#### COMPITI
[1] Nell'articolo sulla Lettera pastorale, chi siede in prima fila accanto al cardinale Scola? Elencali tutti.
[2] Rispondi in base all'articolo sulla Lettera pastorale.
(a) Che carica ricopre Gianfelice Rocca?
(b) Per quale testata lavora il giornalista Alessandro Zaccuri?
(c) Quali due parole, riferite a Cristo, vanno sempre usate insieme?

#### TESTO FORNITO
============================================================
Presso la sede milanese dell’Assolombarda, è stata presentata la Lettera Pastorale, “Educarsi al pensiero di Cristo”, presente il cardinale Scola. Molte le testimonianze durante l’affollato incontro trasmesso anche in streaming
di Annamaria BRACCINI
In un luogo di imprenditori – «una categoria che impara facendo e che pensa al futuro, in una prospettiva ormai, nel mondo globalizzato, necessariamente ampia», si presenta, davanti a un folto e variegato pubblico, la Lettera pastorale, “Educarsi al pensiero di Cristo”.
In prima fila, nella sede milanese dell’Assolombarda, siede proprio l’autore, il cardinale Scola, cui sono accanto i Vescovi ausiliari, i Vicari episcopali, sacerdoti, esponenti della società civile e, appunto, del mondo imprenditoriale. «Siamo convinti che il domani sia fatto di grandi città che competono. Noi non abbiamo una visione di città ideale, ma vogliamo avere un ideale di città e, dunque, vogliamo porci in questa ottica che è compito affascinante», dice, in apertura, Gianfelice Rocca, presidente di Assolombarda. «Questa Lettera, che parla a credenti e non credenti o, meglio, ai pensanti, è bella e utile a tutti, perché educa alla mentalità del metodo , aiuta la propensione ad affrontare i problemi». E tutto senza dimenticare, fa intendere Rocca, la concretezza, la realtà, dove la «mentalità è, comunque, un misto di sentimento e pensiero».
Un modo di leggere la Lettera Pastorale che intercetta quelli che sono due dei suoi punti forti, secondo quanto spiega, concludendo l’incontro, l’Arcivescovo stesso, dopo che sul palco si sono alternate voci e testimonianze diverse.
L’avvio, nella breve intervista che il giornalista di “Avvenire”, Alessandro Zaccuri fa al Cardinale è subito dal titolo, anzi da quell’“educarsi”, in cui il pronome è voluto e – come spiega Scola – «permette di mettere in gioco la nostra persona, perché non si può educare se non si è coinvolti personalmente»
Se l’educazione, infatti, «è un processo che va dalla culla alla bara, per noi uomini e donne di quest’epoca postmoderna l’idea è complessa. La preoccupazione dell’imparare facendo, non è, infatti, diffusa, ma la libertà senza il nesso con la realtà si narcisizza. Senza il rapporto con l’altro l’atto di libertà non si compie», suggerisce Scola.
È per questo che, nel contesto della dimensione culturale richiamata dalla Lettera, il “pensiero” e il “sentimento” di Cristo sono parole che vanno sempre usate insieme «in quanto il pensiero e la conoscenza del Signore non sono un pacchetto di nozioni».
============================================================
Estratti da un dataset di annotazioni di posizione

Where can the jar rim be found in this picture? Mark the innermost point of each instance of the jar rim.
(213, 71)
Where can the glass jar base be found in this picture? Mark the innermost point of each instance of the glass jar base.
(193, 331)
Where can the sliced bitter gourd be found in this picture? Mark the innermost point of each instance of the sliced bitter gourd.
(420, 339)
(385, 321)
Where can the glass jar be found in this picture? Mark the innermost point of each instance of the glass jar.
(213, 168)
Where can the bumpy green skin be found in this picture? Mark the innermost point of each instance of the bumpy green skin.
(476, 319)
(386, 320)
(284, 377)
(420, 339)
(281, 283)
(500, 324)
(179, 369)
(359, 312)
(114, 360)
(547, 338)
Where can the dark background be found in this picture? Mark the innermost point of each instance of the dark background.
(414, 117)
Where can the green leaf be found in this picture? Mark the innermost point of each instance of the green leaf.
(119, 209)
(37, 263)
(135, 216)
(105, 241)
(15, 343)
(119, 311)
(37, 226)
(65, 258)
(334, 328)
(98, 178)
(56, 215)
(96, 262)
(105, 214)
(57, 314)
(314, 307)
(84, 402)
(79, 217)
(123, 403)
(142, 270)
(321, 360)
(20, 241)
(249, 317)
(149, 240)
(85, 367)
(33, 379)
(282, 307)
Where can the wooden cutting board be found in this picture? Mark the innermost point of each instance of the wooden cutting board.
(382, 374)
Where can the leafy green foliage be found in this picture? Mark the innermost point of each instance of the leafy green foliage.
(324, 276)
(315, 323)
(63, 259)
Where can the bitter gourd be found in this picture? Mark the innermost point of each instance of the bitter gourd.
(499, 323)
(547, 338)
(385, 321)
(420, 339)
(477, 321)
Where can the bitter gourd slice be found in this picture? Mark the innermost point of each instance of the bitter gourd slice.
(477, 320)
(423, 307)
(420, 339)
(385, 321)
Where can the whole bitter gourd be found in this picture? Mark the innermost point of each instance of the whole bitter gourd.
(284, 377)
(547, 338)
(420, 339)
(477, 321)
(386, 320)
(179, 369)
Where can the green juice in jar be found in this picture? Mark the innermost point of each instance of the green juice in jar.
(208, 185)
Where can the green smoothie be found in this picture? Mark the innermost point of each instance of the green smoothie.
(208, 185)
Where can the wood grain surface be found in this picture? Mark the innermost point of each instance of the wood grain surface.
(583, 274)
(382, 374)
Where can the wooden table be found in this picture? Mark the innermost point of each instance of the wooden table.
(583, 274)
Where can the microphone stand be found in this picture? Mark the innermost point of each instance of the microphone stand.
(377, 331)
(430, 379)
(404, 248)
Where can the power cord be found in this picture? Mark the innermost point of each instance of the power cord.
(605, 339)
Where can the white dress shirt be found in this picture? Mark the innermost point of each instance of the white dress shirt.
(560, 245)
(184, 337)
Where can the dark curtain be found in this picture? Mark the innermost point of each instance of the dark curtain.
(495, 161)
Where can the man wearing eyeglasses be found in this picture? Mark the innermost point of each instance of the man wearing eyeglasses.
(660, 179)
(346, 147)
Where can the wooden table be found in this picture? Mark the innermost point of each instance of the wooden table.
============================================================
#### SOLUZIONI
[1]
- Vescovi ausiliari
- Vicari episcopali
- sacerdoti
- esponenti della società civile
- esponenti del mondo imprenditoriale

[2]
(a) È presidente di Assolombarda.
(b) Lavora per "Avvenire".
(c) "Pensiero" e "sentimento".